:: Directions for this task ::
Transcribe the entries word for word, from the line that contains "find the green shrub in the photo above" through the final line of the entries, inclusive.

:: Provided information ::
****

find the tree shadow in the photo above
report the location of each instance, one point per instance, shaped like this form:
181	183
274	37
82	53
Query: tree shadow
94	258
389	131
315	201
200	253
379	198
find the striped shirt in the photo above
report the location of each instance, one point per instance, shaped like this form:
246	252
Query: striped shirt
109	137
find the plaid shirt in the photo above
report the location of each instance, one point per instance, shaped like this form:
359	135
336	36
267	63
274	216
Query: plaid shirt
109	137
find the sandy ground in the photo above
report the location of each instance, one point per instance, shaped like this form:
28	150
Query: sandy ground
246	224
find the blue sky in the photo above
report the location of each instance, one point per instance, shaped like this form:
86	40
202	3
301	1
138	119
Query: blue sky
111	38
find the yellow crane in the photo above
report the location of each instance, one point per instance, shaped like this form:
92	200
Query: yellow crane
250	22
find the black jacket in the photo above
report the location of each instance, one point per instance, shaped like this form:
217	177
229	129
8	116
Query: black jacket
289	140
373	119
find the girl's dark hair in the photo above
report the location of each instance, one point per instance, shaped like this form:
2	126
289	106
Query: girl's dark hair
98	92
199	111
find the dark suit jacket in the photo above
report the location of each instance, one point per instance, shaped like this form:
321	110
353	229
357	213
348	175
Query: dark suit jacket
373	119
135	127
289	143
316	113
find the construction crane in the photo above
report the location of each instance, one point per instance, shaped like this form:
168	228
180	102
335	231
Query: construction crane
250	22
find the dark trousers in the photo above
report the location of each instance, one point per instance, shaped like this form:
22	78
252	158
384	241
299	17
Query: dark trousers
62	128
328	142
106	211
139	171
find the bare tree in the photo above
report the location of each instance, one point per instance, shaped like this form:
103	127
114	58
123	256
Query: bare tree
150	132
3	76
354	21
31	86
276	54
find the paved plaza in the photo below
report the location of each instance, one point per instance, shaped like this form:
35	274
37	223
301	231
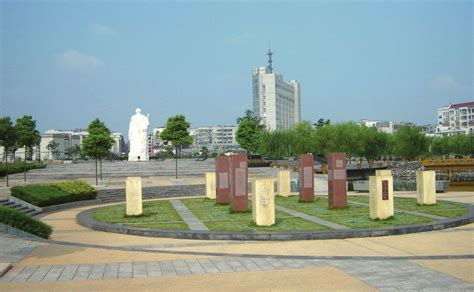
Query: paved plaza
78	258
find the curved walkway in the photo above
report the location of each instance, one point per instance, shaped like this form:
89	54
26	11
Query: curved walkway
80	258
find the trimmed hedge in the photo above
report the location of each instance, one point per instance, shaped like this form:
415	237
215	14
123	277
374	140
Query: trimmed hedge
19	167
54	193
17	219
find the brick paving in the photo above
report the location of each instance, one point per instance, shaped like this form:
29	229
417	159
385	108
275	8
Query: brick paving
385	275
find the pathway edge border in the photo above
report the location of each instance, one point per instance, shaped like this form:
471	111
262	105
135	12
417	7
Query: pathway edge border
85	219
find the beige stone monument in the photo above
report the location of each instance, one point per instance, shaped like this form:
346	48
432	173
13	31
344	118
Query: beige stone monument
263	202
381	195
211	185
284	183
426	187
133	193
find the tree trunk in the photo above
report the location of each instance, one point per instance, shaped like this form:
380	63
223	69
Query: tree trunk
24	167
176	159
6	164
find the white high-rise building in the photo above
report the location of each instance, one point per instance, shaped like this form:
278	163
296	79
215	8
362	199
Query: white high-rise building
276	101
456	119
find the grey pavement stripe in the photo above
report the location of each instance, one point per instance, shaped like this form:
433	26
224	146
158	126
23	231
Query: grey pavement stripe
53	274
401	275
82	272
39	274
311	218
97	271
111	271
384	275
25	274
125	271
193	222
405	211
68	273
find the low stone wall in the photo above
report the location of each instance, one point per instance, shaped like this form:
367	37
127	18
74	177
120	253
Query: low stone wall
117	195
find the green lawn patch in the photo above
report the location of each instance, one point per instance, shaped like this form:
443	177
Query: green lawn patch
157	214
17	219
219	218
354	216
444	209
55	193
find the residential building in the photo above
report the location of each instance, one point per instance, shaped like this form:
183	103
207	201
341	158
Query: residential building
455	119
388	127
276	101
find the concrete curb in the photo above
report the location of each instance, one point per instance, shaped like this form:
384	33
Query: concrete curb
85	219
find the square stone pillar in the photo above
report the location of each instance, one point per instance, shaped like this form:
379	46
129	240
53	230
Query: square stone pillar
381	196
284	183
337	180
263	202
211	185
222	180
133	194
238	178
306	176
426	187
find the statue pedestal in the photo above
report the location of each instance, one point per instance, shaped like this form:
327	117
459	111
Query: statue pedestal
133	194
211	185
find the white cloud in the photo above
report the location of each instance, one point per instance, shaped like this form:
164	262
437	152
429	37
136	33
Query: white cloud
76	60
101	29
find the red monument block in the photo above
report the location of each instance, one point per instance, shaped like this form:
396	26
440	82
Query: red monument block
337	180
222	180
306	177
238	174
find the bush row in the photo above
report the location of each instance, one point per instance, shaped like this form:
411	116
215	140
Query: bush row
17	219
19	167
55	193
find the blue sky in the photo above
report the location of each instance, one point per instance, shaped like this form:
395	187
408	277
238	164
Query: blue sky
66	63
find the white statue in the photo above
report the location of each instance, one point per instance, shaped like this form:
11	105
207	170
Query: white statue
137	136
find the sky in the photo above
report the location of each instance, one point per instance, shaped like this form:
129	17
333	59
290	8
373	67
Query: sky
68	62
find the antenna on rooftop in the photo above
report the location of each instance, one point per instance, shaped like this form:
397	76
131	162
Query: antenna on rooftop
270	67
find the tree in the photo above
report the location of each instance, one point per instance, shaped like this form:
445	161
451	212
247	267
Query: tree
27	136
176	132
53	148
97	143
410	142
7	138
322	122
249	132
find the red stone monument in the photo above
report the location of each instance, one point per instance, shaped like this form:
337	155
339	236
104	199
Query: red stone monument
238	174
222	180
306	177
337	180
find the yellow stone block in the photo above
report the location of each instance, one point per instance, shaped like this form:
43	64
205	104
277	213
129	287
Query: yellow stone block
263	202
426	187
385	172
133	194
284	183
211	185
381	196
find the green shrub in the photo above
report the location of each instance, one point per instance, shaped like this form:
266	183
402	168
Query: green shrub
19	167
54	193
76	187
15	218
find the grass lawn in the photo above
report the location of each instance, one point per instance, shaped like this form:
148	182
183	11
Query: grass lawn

****

:: Exercise response ::
find the green shrub in the photo above
report the location of each instance, one point per instance, shaped like this form:
266	183
402	168
Query: green shrub
19	167
54	193
76	187
15	218
find the grass lawn in the photo above
report the location of each instance, one point per instance, shaped like this form:
148	182
183	11
Query: grass lawn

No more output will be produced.